EXERCISE AIM> Filter the records below down to lines containing "hand".

________________________

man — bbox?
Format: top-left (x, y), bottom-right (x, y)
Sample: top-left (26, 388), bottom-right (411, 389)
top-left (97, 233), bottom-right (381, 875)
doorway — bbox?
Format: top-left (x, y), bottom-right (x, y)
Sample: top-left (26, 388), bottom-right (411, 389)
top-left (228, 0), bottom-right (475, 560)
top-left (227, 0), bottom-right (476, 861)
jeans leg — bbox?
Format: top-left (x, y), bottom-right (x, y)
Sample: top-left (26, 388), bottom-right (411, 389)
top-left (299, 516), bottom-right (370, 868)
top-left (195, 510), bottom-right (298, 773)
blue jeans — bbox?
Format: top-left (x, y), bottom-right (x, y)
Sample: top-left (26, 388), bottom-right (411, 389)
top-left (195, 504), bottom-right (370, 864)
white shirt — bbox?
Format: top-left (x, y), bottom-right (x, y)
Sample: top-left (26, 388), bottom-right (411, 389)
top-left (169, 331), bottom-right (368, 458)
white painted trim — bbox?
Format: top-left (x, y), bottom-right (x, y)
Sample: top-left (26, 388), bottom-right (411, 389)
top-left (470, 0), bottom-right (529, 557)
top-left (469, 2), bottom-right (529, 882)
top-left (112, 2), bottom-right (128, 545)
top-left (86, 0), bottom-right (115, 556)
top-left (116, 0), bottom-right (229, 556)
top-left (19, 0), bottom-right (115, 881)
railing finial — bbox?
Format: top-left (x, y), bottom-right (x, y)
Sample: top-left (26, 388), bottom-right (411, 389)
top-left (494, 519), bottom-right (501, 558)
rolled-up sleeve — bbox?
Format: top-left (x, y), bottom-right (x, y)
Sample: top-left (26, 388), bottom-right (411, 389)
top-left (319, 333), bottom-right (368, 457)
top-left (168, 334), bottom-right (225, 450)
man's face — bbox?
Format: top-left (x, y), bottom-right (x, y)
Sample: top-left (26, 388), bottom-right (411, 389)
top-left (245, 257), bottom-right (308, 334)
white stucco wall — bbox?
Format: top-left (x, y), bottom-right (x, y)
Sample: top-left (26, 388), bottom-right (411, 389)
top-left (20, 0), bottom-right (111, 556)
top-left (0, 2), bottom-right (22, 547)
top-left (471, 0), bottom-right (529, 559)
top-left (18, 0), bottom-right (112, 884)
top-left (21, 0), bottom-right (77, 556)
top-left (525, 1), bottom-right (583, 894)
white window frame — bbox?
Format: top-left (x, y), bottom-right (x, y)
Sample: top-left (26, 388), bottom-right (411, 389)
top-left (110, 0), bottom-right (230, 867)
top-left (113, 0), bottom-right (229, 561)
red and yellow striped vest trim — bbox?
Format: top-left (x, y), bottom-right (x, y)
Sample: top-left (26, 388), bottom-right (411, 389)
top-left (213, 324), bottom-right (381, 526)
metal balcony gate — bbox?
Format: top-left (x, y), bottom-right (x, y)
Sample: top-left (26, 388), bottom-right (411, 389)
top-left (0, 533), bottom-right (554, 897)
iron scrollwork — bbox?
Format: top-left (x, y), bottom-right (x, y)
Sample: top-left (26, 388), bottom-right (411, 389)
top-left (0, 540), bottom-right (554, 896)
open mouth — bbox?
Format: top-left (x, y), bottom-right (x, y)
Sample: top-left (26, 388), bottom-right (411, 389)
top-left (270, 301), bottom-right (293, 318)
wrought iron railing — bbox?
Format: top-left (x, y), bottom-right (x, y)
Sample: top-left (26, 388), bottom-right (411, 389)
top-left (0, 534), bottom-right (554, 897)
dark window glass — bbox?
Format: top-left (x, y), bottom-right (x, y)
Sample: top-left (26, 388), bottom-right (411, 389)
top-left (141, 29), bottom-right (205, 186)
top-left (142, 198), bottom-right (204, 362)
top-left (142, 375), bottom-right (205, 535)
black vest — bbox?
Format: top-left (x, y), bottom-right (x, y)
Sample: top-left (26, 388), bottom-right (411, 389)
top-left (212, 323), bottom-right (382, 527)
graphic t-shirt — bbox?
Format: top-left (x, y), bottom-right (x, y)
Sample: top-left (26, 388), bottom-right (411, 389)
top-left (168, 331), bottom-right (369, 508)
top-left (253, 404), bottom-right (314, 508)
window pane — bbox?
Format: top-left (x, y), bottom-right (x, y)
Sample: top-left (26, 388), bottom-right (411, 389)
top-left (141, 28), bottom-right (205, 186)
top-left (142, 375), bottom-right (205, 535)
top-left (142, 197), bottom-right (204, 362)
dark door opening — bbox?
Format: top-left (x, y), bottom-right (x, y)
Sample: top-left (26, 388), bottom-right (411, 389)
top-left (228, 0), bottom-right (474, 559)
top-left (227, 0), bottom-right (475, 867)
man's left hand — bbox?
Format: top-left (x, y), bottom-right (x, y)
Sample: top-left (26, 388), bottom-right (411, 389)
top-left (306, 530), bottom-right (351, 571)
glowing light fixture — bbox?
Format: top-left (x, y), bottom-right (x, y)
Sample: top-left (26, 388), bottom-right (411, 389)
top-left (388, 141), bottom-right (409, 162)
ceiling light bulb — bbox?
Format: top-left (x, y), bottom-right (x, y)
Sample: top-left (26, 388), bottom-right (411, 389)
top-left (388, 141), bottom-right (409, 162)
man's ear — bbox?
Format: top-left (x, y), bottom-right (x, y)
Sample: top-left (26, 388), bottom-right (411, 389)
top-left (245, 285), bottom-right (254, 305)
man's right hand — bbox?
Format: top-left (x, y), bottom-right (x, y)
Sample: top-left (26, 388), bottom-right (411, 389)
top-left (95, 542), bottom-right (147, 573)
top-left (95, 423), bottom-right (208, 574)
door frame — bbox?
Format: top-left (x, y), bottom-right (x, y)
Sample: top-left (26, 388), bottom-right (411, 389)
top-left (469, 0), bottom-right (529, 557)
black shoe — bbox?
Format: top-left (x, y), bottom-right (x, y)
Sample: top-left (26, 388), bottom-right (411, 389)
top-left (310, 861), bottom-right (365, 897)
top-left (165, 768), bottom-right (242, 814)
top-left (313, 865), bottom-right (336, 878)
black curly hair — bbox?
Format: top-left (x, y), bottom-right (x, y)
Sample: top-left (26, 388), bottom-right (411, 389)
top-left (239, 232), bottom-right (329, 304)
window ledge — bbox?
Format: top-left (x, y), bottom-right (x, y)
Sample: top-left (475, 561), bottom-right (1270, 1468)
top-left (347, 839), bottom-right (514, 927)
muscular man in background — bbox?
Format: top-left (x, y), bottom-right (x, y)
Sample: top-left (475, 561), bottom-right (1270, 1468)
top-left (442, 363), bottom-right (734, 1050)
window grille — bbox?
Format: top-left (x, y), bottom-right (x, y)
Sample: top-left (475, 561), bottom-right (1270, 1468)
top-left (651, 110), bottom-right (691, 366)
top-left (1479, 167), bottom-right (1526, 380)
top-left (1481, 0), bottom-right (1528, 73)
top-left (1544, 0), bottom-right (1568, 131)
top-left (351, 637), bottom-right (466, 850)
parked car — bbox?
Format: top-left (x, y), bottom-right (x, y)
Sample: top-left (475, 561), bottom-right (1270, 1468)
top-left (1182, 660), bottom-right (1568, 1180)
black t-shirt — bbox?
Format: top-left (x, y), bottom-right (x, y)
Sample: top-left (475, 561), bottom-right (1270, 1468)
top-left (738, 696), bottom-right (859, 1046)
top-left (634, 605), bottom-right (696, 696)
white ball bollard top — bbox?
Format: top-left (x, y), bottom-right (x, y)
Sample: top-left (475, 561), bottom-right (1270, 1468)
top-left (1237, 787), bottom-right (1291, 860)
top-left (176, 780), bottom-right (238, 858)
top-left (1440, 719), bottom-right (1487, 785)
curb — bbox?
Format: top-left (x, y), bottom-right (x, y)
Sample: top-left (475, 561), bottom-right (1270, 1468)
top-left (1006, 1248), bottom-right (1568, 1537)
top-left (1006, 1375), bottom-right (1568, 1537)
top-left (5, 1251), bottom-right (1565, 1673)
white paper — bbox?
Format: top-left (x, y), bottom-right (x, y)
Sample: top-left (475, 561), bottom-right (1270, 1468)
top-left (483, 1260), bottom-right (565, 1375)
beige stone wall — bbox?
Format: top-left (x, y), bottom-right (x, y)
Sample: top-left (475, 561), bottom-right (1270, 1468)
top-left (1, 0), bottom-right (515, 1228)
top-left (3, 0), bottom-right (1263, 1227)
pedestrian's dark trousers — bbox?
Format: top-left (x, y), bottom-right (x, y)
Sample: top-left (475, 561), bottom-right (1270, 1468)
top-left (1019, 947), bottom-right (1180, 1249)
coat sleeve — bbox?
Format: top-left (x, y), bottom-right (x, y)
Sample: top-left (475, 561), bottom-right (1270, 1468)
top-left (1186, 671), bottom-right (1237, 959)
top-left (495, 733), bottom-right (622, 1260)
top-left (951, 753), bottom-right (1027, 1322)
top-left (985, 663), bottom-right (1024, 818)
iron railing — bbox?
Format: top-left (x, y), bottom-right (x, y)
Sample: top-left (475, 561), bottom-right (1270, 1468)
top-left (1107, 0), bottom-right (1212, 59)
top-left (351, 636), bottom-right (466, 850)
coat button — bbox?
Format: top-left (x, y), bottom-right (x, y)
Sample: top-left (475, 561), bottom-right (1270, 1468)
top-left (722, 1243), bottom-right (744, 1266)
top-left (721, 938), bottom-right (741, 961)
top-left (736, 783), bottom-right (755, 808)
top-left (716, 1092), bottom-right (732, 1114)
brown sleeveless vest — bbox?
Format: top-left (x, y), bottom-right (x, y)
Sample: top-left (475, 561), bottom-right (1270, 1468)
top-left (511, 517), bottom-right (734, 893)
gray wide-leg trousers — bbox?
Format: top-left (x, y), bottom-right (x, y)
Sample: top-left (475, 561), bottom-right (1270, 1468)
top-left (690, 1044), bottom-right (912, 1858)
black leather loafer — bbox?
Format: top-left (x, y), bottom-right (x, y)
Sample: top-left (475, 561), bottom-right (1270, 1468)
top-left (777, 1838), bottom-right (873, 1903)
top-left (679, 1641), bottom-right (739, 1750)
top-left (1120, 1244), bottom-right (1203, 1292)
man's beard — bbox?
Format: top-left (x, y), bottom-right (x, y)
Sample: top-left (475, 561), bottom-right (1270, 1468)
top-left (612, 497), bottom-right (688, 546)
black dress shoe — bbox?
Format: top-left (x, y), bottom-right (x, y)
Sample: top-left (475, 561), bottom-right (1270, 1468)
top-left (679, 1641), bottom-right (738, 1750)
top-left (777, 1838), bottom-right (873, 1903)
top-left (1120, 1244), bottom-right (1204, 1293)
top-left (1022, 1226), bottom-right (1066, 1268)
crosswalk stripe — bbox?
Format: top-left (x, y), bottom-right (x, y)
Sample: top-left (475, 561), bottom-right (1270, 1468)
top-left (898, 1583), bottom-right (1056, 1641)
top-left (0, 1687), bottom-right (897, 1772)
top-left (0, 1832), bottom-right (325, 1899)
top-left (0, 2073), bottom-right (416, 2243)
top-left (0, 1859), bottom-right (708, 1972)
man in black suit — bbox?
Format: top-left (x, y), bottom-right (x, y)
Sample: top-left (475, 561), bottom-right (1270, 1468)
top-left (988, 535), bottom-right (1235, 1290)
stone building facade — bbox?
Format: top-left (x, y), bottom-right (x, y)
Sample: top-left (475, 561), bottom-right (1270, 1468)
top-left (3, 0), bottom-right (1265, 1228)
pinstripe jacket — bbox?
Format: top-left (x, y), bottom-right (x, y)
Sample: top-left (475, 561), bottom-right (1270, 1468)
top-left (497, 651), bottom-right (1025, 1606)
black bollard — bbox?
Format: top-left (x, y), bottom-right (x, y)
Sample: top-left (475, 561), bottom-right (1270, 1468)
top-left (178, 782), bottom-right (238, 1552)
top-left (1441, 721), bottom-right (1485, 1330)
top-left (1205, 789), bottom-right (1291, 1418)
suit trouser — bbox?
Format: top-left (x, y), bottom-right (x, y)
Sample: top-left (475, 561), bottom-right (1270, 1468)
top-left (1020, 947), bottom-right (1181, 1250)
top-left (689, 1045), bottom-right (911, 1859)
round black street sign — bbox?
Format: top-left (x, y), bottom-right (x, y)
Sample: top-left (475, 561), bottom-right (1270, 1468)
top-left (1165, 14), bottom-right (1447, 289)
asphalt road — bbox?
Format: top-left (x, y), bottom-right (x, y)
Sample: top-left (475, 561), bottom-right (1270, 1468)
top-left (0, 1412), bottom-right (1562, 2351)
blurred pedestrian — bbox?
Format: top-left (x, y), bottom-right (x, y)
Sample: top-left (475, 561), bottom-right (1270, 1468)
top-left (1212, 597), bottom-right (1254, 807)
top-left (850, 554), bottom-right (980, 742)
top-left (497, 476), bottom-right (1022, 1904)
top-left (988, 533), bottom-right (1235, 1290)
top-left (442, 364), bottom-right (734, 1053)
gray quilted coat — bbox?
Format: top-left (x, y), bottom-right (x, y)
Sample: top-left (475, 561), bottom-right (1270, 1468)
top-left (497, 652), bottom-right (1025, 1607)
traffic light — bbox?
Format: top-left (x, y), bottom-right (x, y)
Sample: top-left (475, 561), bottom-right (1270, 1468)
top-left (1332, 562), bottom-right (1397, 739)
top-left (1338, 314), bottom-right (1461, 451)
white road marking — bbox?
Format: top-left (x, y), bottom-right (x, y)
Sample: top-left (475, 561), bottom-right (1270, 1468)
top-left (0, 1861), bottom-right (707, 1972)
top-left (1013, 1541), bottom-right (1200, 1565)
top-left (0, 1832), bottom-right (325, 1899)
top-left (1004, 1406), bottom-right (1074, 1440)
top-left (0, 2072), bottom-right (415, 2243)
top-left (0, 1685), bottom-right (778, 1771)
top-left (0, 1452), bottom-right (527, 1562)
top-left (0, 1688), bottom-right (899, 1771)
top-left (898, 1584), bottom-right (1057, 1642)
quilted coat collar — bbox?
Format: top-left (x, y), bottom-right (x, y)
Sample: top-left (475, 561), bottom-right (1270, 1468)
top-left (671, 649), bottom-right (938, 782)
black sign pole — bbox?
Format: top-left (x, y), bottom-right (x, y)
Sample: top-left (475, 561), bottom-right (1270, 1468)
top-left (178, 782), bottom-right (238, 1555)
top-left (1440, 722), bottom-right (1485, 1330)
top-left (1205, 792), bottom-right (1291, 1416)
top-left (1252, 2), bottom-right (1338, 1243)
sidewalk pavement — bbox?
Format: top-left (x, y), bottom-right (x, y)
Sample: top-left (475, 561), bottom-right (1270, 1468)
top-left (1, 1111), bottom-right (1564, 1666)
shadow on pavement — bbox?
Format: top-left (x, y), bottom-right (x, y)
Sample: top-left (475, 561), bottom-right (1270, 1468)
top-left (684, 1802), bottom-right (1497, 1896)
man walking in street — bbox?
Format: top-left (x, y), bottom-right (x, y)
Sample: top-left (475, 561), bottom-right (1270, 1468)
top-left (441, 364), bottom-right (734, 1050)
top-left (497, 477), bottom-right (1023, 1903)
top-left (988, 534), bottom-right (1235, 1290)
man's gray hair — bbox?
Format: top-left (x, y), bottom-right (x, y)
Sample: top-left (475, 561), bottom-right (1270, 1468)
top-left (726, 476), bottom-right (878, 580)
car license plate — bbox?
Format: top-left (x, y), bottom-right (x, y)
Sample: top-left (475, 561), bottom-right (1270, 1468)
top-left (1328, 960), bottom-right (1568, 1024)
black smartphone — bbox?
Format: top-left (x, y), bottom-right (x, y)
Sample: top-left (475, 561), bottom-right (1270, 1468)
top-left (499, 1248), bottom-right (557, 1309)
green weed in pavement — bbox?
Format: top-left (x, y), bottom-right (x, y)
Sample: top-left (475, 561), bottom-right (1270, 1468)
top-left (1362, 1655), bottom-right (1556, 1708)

________________________

EXERCISE SOLUTION>
man's left hand — bbox?
man's right hand — bbox?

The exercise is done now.